▸ **Aufgabe A**: Fasse den Auszug in zwei Sätzen zusammen.
▸ **Aufgabe B**: Entscheide anhand des Auszugs, ob die folgenden Aussagen stimmen, und antworte jeweils mit Ja oder Nein und den entscheidenden Worten als wörtlichem Zitat: (i) Die RZB rechnet damit, dass der ungarische Forint im Jahresverlauf weiter an Wert gewinnt. (ii) Polen und die Slowakei gelten als Konjunktur-Spitzenreiter. (iii) Für Albanien wird ein geringeres Wachstum geschätzt als für Bulgarien.

▸ **Auszug**:
= = = = =
RZB: Entwicklung der Kapitalmärkte in Osteuropa weiterhin attraktiv 31.01.2005 Wien: "Der schwache Dollar bleibt das dominierende Thema auf den etablierten Finanzmärkten ? aber die Dollarbewegungen werden nicht der entscheidende Faktor für die Entwicklung auf den Devisenmärkten in Zentral- und Osteuropa (CEE) sein", erklärt Peter Brezinschek, Chefanalyst der Raiffeisen Zentralbank Österreich AG (RZB). Außer Russland sind alle Staaten primär am Euro orientiert. Absehbare Dollarschwächen lösen in Europa keine großen Turbulenzen wie noch vor zehn Jahren aus. Die Währungen der neuen EU-Länder treten nicht in die Fußstapfen von italienischer Lira oder spanischer Peseta, sondern sie sind fundamental durch attraktive Kaufkraftparität und hohe ausländische Direktinvestitionen gut abgesichert. Daher erwartet die RZB selbst bei einem starken Euro keine Beeinträchtigung weiter aufwertender MOEL-Währungen. Die Ausnahme bildet nur der ungarische Forint, wo abnehmende Zinsvorteile im Jahresverlauf zum Aufgeben der Kursgewinne der letzten zwölf Monate sorgen könnten.
Starke Binnennachfrage bei MOEL-8 Doch Brezinschek ist überzeugt, dass "die jungen und künftigen Mitgliedsstaaten Osteuropas durch die eigene Währungsstärke nicht wesentlich an Wachstumstempo verlieren werden." Trotz eines schwieriger werdenden Exportmarkts Eurozone sollten die MOEL-8 (neue EU-Länder) mit durchschnittlich 4,6% ein drei Mal höheres Wirtschaftswachstum in 2005 anpeilen als dies in der Eurozone (1,5%) der Fall sein dürfte. Die starke Binnennachfrage, wesentlich getragen durch die rege Investitionstätigkeit, kann die abnehmende Ausfuhrdynamik gut kompensieren. Polen (+5,0%) und die Slowakei (+4,9%) ragen als Konjunktur-Spitzenreiter hervor. Aber auch in Südosteuropa liegen die Wachstumsschätzungen für Rumänien (+5,0%), Bulgarien (+5,5%) und Albanien (+6,0%) weiter auf Überholspur.
= = = = =
▸ **Dateneinträge**:
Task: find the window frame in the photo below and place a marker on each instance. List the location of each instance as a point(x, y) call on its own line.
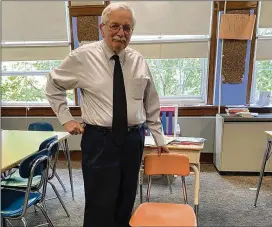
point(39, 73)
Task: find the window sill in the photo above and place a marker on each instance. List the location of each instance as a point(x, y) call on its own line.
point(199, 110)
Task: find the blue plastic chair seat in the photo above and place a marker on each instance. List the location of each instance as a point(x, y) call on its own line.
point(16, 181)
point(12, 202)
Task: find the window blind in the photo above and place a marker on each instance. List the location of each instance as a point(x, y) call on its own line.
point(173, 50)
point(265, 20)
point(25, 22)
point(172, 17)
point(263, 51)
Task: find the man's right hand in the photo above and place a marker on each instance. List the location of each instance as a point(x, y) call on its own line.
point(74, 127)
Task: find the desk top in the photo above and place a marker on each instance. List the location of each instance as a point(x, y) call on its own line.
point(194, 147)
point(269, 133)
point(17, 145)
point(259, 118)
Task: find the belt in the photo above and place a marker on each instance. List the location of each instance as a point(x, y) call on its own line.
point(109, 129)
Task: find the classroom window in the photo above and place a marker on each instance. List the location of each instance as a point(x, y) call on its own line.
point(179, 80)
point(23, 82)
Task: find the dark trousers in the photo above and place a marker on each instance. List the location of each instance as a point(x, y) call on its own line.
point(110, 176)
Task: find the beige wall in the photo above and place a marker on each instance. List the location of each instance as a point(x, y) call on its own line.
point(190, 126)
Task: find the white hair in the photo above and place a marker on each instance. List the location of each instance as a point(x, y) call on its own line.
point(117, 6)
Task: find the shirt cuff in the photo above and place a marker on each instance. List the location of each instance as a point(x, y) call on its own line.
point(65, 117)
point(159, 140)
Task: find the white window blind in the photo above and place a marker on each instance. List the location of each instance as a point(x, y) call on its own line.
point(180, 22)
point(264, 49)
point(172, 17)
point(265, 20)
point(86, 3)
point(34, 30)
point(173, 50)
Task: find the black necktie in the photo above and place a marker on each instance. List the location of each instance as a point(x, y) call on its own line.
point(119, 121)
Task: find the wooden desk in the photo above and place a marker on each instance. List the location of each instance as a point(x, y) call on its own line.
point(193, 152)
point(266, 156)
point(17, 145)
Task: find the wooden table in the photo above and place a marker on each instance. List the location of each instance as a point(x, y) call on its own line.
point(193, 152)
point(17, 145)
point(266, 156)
= = = = =
▸ **Lösung A**: Laut Peter Brezinschek, Chefanalyst der RZB, wird der schwache Dollar nicht den Ausschlag für die Devisenmärkte in Zentral- und Osteuropa geben, weil die Staaten außer Russland vorrangig am Euro orientiert sind und die Währungen der neuen EU-Länder durch attraktive Kaufkraftparität und hohe ausländische Direktinvestitionen abgesichert sind. Trotz schwächerer Exporte sollten die MOEL-8 dank starker Binnennachfrage 2005 mit durchschnittlich 4,6 % ein dreimal so hohes Wachstum anpeilen wie die Eurozone mit 1,5 %.

▸ **Lösung B**:
(i) Nein: „Die Ausnahme bildet nur der ungarische Forint, wo abnehmende Zinsvorteile im Jahresverlauf zum Aufgeben der Kursgewinne der letzten zwölf Monate sorgen könnten.“
(ii) Ja: „Polen (+5,0%) und die Slowakei (+4,9%) ragen als Konjunktur-Spitzenreiter hervor.“
(iii) Nein: „Bulgarien (+5,5%) und Albanien (+6,0%)“